## [TASK TO CARRY OUT]
In the abstract on neoplastic transformation of human epithelial cells, which two chemical carcinogens transformed the RHEK-1 cells?

## [DOCUMENT EXCERPT]
───
Neoplastic transformation of human epithelial cells in vitro

Abstract

Efforts to investigate the progression of events that lead human cells of epithelial origin to become neoplastic in response to carcinogenic agents have been aided by the development of tissue culture systems for propagation of epithelial cells. We have recently developed an in vitro multistep model suitable for the study of human epithelial cell carcinogenesis. Primary human epidermal keratinocytes acquired indefinite lifespan in culture but did not undergo malignant conversion in response to infection with Adl2-SV40 virus. Subsequent addition of Ki-MSV, which contains a K-ras oncogene, to these cells induced morphological alterations and the acquisition of neoplastic properties. Nontumorigenic human epidermal keratinocytes immortalized by Adl2-SV40 virus (RHEK-1) were also transformed by treatment with chemical carcinogens (MNNG or 4NQO) and by X-ray irradiation. Such transformants showed morphological alterations and induced carcinomas when transplanted into nude mice. This in vitro system may be useful in assessing environmental carcinogens for human epithelial cells and in detecting new human oncogenes since ras oncogenes were not activated in these chemical--or X-ray--transformed RHEK-1 lines. Subsequently, it was found that this line could be transformed neoplastically by a variety of retroviruses containing H-ras, bas, fes, fms, erbB and src oncogenes. In addition, our recent results indicate that nontumorigenic RHEK-1 cells can be transformed following transfection with an activated human oncogene. Thus, this in vitro system may be useful in studying the interaction of a variety of carcinogenic agents and human epithelial cells. These findings demonstrate the malignant transformation of human primary epithelial cells in culture by the combined action of tumor viruses and chemical carcinogens or X-ray irradiation and support a multistep process for neoplastic conversion. Further, evidence for the multistep nature of neoplastic transformation of human epithelial cells in vitro using other model systems is presented.
───
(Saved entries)
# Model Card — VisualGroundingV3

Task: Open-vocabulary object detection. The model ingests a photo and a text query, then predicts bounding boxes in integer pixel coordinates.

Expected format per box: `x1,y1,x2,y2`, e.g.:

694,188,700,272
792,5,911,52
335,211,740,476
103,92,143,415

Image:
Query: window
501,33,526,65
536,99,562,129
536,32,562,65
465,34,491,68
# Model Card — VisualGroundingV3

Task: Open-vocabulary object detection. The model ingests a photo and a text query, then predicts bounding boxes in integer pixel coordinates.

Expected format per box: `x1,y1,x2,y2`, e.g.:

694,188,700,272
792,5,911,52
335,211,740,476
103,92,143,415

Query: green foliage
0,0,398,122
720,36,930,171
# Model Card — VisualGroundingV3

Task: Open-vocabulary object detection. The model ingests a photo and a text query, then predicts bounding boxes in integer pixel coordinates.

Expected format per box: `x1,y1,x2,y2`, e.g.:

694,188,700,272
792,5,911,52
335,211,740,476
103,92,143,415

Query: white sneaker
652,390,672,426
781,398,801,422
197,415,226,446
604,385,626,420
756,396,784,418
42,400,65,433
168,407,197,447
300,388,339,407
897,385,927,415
───
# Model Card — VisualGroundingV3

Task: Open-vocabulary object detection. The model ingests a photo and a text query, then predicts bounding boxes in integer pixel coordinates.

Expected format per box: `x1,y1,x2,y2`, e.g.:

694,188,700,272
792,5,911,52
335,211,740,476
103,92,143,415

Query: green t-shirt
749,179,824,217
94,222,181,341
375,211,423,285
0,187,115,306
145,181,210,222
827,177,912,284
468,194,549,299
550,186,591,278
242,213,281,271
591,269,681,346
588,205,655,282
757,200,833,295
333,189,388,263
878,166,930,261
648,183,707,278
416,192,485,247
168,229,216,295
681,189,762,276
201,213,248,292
───
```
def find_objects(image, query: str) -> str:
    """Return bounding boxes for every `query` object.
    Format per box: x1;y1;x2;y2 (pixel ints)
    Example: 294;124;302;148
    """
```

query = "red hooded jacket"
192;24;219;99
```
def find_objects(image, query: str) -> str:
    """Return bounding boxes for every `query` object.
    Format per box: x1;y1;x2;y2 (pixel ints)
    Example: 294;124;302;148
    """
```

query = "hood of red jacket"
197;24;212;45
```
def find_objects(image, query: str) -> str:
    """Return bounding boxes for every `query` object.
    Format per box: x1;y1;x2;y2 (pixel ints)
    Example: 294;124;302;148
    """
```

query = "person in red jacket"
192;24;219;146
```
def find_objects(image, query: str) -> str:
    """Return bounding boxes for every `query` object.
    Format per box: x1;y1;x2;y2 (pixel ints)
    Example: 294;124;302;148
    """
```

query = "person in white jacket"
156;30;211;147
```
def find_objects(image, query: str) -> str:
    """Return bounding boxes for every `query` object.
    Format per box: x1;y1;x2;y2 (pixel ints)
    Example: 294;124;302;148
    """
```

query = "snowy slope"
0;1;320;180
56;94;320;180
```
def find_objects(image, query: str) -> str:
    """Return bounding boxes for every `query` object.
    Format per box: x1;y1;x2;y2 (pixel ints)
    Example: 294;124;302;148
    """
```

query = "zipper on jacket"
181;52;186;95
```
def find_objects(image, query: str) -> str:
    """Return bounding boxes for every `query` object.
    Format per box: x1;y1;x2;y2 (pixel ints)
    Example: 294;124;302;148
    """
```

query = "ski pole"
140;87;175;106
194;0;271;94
───
## [ANSWER BOX]
MNNG and 4NQO.